EXTRACTED ENTRIES -
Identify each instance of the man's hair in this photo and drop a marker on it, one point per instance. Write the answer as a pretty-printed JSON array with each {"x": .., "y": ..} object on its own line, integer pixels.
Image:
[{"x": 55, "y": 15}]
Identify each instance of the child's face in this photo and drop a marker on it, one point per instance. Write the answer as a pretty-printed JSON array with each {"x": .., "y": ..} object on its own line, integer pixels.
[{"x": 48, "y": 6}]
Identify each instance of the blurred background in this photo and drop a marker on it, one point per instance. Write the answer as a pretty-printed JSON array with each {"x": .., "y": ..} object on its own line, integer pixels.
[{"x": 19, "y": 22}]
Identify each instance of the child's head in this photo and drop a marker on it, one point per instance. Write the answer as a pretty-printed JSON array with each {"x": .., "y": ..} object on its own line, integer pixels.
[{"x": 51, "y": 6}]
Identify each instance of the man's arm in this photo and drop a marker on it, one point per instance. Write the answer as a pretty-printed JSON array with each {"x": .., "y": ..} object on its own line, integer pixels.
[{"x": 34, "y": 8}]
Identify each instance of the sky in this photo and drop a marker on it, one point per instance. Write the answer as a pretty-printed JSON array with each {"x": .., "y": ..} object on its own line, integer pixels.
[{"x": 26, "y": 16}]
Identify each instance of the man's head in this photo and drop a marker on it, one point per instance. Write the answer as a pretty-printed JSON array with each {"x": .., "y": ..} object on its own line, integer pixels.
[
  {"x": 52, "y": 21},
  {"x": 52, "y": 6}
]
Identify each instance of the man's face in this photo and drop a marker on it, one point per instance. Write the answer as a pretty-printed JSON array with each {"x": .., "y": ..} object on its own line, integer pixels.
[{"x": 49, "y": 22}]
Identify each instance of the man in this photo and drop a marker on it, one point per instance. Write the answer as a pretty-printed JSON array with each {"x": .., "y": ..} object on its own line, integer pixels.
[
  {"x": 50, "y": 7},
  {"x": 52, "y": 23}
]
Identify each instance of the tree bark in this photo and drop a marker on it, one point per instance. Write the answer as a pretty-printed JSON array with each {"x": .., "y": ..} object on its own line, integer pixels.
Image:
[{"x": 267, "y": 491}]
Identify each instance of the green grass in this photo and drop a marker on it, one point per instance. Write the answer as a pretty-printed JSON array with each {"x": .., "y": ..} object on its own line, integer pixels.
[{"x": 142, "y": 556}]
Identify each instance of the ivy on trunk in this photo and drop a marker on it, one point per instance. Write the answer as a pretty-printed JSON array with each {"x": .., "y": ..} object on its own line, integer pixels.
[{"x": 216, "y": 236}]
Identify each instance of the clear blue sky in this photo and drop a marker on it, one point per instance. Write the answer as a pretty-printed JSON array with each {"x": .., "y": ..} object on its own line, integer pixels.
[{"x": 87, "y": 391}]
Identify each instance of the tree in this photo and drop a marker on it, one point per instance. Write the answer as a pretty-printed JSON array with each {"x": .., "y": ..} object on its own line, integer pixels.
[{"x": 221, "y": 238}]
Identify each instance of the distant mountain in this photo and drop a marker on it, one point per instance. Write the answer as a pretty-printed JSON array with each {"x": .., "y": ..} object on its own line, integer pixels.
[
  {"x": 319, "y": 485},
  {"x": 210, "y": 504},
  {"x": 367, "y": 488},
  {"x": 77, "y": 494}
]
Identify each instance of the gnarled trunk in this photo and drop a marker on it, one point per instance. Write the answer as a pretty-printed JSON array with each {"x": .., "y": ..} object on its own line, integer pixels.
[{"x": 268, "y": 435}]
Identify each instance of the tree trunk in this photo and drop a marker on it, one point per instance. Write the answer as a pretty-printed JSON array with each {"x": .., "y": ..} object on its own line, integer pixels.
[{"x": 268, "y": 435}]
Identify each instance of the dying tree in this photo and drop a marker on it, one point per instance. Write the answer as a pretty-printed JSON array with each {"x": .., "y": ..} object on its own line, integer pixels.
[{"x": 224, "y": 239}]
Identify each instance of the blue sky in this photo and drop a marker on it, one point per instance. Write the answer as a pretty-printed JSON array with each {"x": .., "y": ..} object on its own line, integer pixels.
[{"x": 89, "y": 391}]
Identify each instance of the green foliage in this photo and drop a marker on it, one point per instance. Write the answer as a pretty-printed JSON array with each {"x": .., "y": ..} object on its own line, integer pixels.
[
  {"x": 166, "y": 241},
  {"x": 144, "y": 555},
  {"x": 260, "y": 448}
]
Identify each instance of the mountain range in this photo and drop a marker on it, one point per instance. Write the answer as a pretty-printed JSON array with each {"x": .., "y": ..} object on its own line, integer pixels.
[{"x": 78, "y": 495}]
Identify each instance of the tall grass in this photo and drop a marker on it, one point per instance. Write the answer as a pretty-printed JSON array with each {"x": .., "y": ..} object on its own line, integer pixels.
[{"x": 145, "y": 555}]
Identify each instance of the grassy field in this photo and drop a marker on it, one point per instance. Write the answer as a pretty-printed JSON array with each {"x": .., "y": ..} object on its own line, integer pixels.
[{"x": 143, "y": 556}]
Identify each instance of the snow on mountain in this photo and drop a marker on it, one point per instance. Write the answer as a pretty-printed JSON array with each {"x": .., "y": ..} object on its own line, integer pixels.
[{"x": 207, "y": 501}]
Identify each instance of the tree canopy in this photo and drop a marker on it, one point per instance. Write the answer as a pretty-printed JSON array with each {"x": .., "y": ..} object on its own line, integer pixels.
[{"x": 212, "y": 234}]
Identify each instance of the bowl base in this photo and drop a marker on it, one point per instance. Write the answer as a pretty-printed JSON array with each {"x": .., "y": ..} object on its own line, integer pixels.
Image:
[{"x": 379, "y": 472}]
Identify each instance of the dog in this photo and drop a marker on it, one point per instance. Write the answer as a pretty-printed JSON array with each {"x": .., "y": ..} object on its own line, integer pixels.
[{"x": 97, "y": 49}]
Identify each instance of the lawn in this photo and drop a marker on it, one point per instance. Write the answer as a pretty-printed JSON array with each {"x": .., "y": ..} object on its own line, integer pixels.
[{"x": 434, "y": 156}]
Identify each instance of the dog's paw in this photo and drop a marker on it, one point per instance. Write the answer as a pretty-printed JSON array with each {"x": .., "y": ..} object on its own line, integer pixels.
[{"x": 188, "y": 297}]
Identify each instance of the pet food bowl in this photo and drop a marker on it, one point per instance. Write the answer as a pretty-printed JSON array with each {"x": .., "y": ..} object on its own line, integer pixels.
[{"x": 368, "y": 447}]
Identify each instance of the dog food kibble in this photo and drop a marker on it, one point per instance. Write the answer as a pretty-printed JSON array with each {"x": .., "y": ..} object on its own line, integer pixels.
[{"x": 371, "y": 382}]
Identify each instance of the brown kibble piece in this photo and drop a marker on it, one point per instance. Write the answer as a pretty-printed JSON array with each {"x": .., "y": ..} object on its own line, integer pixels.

TASK TO COMPLETE -
Exact output of every entry is required.

TASK SOLUTION -
Identify each instance of the man's hair in this photo and drop a marker on it, one point per instance. Write the answer as a pretty-printed JSON array with each {"x": .., "y": ..} object on its own line, integer pixels.
Image:
[{"x": 55, "y": 15}]
Identify each instance of the child's face in this photo and drop a marker on it, one point per instance. Write the answer as a pretty-printed JSON array with each {"x": .., "y": ..} object on its own line, integer pixels.
[{"x": 48, "y": 6}]
Identify each instance of the blurred background in this photo and drop a marker on it, one point per instance. Write the answer as a pretty-printed JSON array with each {"x": .., "y": ..} object on its own line, integer pixels.
[{"x": 19, "y": 22}]
Identify each instance of the child's head in this photo and drop a marker on it, one point per instance. Write the answer as a pretty-printed JSON array with each {"x": .., "y": ..} object on its own line, integer pixels.
[{"x": 51, "y": 6}]
Identify each instance of the man's arm in this photo and drop a marker on it, one point per instance. Write the answer as a pretty-printed JSON array with each {"x": .., "y": ..} object on its own line, integer pixels.
[{"x": 34, "y": 8}]
Identify each instance of the sky in this photo and drop a marker on it, one point per instance. Write the answer as a pretty-printed JSON array with each {"x": .., "y": ..} object on its own line, integer pixels.
[{"x": 26, "y": 16}]
Identify each instance of the man's head in this photo and drop a marker on it, one point per instance. Write the answer as a pretty-printed JSON array with each {"x": .., "y": ..} object on its own line, integer pixels.
[
  {"x": 52, "y": 21},
  {"x": 52, "y": 6}
]
Identify each instance of the man's face in this photo and drop a marker on it, one point per instance. Write the answer as a pretty-printed JSON array with each {"x": .., "y": ..} object on its own line, integer pixels.
[{"x": 49, "y": 22}]
Identify each instance of the man in this photo and drop a marker on it, one point per instance. Write the answer as a pretty-printed JSON array with each {"x": .., "y": ..} object on its own line, integer pixels.
[
  {"x": 50, "y": 7},
  {"x": 52, "y": 23}
]
Identify each instance of the tree bark in this photo and drop a marker on it, one point per instance. Write the answer as a pretty-printed JSON array with each {"x": .., "y": ..} object on its own line, integer pixels.
Image:
[{"x": 267, "y": 491}]
Identify each instance of the green grass in this photo and drop a marker on it, one point per instance. Write the answer as a pretty-printed JSON array with each {"x": .., "y": ..} object on its own line, integer pixels.
[{"x": 142, "y": 556}]
Identify each instance of the ivy on trunk in this photo and drop a marker on it, one point per instance. Write the answer as a pretty-printed JSON array with each {"x": .., "y": ..} object on its own line, integer pixels.
[{"x": 216, "y": 236}]
Identify each instance of the clear blue sky in this photo and drop a marker on it, one point per instance. Write the answer as a pretty-printed JSON array with each {"x": .., "y": ..} object on its own line, integer pixels.
[{"x": 87, "y": 391}]
Identify each instance of the tree in this photo and drop a marker on it, one point per instance. Write the answer as a pretty-printed JSON array with each {"x": .., "y": ..} object on its own line, integer pixels.
[{"x": 221, "y": 238}]
Identify each instance of the distant mountain in this photo and drop a marker on it, one point per instance. Write the answer as a pretty-printed JSON array with each {"x": .., "y": ..} object on its own line, integer pixels.
[
  {"x": 319, "y": 485},
  {"x": 210, "y": 504},
  {"x": 367, "y": 488},
  {"x": 77, "y": 494}
]
Identify each instance of the gnarled trunk in this photo and drop a marker on it, one point per instance. Write the answer as a pretty-printed JSON array with each {"x": .., "y": ..} object on its own line, integer pixels.
[{"x": 268, "y": 435}]
Identify each instance of the tree trunk in this photo and drop a marker on it, one point per instance. Write the answer as a pretty-printed JSON array with each {"x": .., "y": ..} object on its own line, integer pixels.
[{"x": 268, "y": 435}]
Identify each instance of the dying tree in this photo and drop a marker on it, one point per instance. Write the answer as a pretty-printed JSON array with each {"x": .., "y": ..} object on its own line, integer pixels.
[{"x": 224, "y": 239}]
Identify each instance of the blue sky in this photo and drop a marker on it, one point per instance. Write the answer as a pretty-printed JSON array with each {"x": .., "y": ..} object on its own line, integer pixels.
[{"x": 89, "y": 391}]
Identify each instance of the green foliage in this photo and drop a marker on it, one point per instance. Write the answer as a pretty-printed JSON array with each {"x": .., "y": ..} object on its own line, integer pixels.
[
  {"x": 166, "y": 241},
  {"x": 144, "y": 555},
  {"x": 260, "y": 448}
]
Identify each instance of the mountain range in this photo and drop a marker on it, one point per instance. Write the answer as a pretty-printed JSON array with each {"x": .., "y": ..} object on its own line, integer pixels.
[{"x": 78, "y": 495}]
Identify each instance of the tall grass in this photo and drop a marker on it, one point per instance. Write the answer as a pretty-printed JSON array with each {"x": .., "y": ..} object on its own line, integer pixels.
[{"x": 145, "y": 555}]
Identify each instance of the grassy field in this photo and drop a marker on it, one point per instance. Write the answer as a pretty-printed JSON array with each {"x": .., "y": ..} object on its own line, integer pixels.
[{"x": 143, "y": 556}]
Identify each instance of the snow on mountain in this photo and drop a marker on it, one point per instance. Write the answer as a pretty-printed JSON array with each {"x": .., "y": ..} object on its own line, integer pixels.
[{"x": 207, "y": 501}]
Identify each instance of the tree canopy in this photo and drop a marker on it, one point per instance. Write the answer as a pretty-printed JSON array with each {"x": .., "y": ..} object on its own line, integer pixels.
[{"x": 212, "y": 234}]
Identify each instance of the bowl base in this photo and drop a marker on it, one point per instance. Write the answer as a pretty-printed JSON array with each {"x": .., "y": ..} object on its own line, integer pixels.
Image:
[{"x": 379, "y": 472}]
Identify each instance of the dog in this photo and drop a marker on it, one point per instance. Write the answer as a pretty-printed JSON array with each {"x": .., "y": ..} object on its own line, integer pixels.
[{"x": 97, "y": 49}]
Identify each instance of the lawn in this photo and drop a marker on it, one point per instance. Write the answer as a pretty-printed JSON array with each {"x": .., "y": ..} object on its own line, integer pixels.
[{"x": 434, "y": 156}]
Identify each instance of the dog's paw in this photo and drop a marker on it, one point per instance. Write the answer as a pretty-printed JSON array with each {"x": .., "y": ..} object on its own line, integer pixels.
[{"x": 188, "y": 297}]
Identify each instance of the pet food bowl in this photo and drop a marker on it, one point per instance. Write the answer as a pretty-printed JSON array with each {"x": .., "y": ..} object on its own line, integer pixels.
[{"x": 368, "y": 447}]
Identify each instance of the dog food kibble in this photo and drop a marker on it, one point per instance. Write the answer as a pretty-printed JSON array with each {"x": .., "y": ..} object on its own line, integer pixels.
[{"x": 371, "y": 382}]
Identify each instance of the brown kibble piece in this photo and drop a marker on it, one point per instance. Write the answer as a pretty-printed JSON array with each {"x": .., "y": ..} object on its own line, integer pixels.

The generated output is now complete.